Data Start Marker

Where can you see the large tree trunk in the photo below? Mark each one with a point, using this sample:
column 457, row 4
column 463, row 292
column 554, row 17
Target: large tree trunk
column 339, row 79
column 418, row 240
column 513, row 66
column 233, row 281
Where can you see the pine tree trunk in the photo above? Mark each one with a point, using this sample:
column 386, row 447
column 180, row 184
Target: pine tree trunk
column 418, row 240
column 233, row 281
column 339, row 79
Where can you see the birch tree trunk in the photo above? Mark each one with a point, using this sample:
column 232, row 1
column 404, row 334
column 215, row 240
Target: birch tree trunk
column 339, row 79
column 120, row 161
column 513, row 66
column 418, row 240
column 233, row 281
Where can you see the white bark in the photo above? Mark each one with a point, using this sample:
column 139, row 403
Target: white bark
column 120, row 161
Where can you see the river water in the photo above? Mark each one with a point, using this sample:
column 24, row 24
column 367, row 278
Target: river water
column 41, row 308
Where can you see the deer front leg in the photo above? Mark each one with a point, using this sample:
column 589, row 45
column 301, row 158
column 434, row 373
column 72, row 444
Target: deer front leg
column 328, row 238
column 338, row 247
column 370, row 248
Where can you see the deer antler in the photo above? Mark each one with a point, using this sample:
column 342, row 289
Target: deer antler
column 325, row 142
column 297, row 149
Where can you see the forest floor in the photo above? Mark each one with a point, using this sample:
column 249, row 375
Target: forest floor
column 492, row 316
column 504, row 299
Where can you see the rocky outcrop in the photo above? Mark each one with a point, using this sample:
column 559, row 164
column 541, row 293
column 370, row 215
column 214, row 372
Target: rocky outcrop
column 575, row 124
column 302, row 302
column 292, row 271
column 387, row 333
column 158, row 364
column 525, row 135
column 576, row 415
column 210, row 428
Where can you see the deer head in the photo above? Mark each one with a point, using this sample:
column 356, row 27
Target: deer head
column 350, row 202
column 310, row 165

Data End Marker

• _How to complete this task_
For this exercise, repeat exactly the lines of the data above from the one with "Target: river water" down to the one with "column 72, row 444", both end lines included.

• _Answer area_
Target: river water
column 41, row 308
Where can you see the deer front leg in the photo above? Mark each one with a point, using this sample:
column 589, row 45
column 301, row 158
column 434, row 373
column 72, row 444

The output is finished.